Problem requirements -
Copy out every line of the data below word for word, omitting the pictures.

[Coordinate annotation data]
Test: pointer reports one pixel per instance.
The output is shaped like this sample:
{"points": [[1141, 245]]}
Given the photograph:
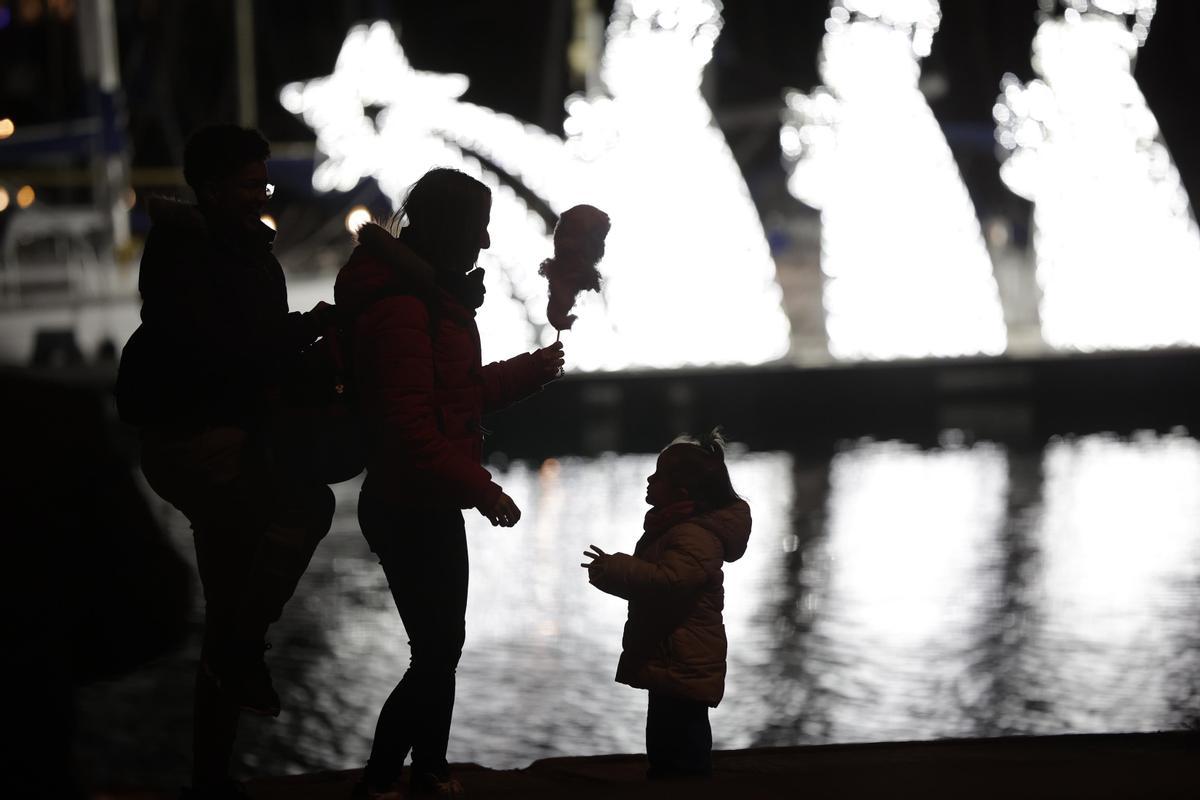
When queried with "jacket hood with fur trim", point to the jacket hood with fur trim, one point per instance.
{"points": [[381, 265]]}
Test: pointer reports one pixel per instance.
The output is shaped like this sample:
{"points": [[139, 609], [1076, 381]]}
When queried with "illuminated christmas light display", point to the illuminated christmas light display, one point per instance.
{"points": [[688, 274], [1117, 247], [906, 270]]}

Response to the exercise -
Test: pointer reports one pixel per instance.
The output is shaped like this sample:
{"points": [[1141, 245]]}
Given the photograph:
When queried with "jacket hood with fur trim", point to the jacket hood with fur trim, one point per instance.
{"points": [[381, 265]]}
Test: pointer reports one pixel per instance.
The output is shaped like this sample:
{"points": [[139, 609], [1076, 381]]}
When queried with "illuminated christmas light display", point to the illuminated christmas light display, one point per instance.
{"points": [[688, 274], [1117, 247], [906, 270]]}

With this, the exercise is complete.